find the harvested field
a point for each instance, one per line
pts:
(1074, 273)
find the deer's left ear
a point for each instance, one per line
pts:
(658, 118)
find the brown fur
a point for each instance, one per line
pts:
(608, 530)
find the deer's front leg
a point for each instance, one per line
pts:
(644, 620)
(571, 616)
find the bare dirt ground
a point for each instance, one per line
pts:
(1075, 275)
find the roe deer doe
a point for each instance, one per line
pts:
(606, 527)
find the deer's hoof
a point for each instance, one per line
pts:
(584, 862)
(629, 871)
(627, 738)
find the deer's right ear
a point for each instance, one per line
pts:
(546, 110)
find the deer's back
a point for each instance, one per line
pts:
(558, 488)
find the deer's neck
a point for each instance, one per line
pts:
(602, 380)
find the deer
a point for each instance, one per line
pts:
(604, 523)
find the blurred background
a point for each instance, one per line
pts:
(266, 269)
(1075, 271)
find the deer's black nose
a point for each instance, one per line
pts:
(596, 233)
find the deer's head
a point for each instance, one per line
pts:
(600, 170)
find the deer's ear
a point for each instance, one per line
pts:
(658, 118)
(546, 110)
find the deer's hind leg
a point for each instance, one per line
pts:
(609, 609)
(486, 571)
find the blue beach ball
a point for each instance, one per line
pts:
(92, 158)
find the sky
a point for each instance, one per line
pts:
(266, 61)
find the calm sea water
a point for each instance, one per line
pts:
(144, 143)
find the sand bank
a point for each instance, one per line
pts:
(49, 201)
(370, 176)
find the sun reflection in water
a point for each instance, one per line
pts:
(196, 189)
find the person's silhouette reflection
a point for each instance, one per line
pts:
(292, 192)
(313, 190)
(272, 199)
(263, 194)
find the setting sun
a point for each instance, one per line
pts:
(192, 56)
--*--
--- EXERCISE GOAL ---
Output all of the lines above as a JSON list of strings, one string per line, leaving out any blank lines.

--- SOLVED EXERCISE ---
[
  "find the harvested field",
  "a point for each instance, one per line",
  "pts:",
  "(1074, 273)",
  "find the deer's left ear",
  "a point for each instance, one per line",
  "pts:",
  "(658, 118)",
  "find the brown fur",
  "a point for each instance, one per line",
  "pts:",
  "(608, 530)",
  "find the deer's front leg",
  "a point for each instance, one per line",
  "pts:",
  "(644, 620)",
  "(571, 616)",
  "find the bare dirt ground",
  "a point for each instance, one per line",
  "pts:",
  "(1075, 275)",
  "find the roe deer doe",
  "a point for each instance, one per line",
  "pts:",
  "(606, 527)",
  "find the deer's hoof",
  "a point for each instance, one per line",
  "pts:",
  "(584, 862)",
  "(629, 871)",
  "(627, 738)",
  "find the deer's right ear",
  "a point for each instance, one per line",
  "pts:",
  "(546, 110)",
  "find the deer's back",
  "a point for each instance, one per line",
  "pts:",
  "(558, 488)",
  "find the deer's neck",
  "a point for each instance, one per line",
  "pts:",
  "(602, 380)",
  "find the deer",
  "a point for each instance, one per line",
  "pts:",
  "(604, 523)",
  "find the blurred background",
  "a point for each instance, one per line",
  "pts:",
  "(266, 269)",
  "(1075, 271)",
  "find the deer's black nose",
  "a point for each instance, one per line",
  "pts:",
  "(596, 233)",
  "find the deer's head",
  "a point for each instance, one per line",
  "pts:",
  "(600, 170)",
  "find the deer's ear",
  "a point for each instance, one per line",
  "pts:",
  "(658, 118)",
  "(546, 110)",
  "find the deer's hind leg",
  "a point for each instance, one per line",
  "pts:",
  "(609, 609)",
  "(486, 571)",
  "find the blue beach ball",
  "a point for each instance, one per line",
  "pts:",
  "(92, 158)",
  "find the sky",
  "a point for each instance, one per line",
  "pts:",
  "(266, 61)",
  "find the calm sea water",
  "a point for each instance, one per line",
  "pts:",
  "(144, 143)",
  "find the sand bank",
  "a point for each instance, one per line",
  "pts:",
  "(49, 201)",
  "(370, 176)",
  "find the sun reflection in water",
  "a point for each instance, one per line",
  "pts:",
  "(196, 189)",
  "find the person's silhouette reflection",
  "a point for each instance, one per line",
  "pts:",
  "(292, 192)",
  "(313, 190)",
  "(272, 199)",
  "(263, 194)",
  "find the setting sun",
  "a point for each instance, one per line",
  "pts:",
  "(192, 56)"
]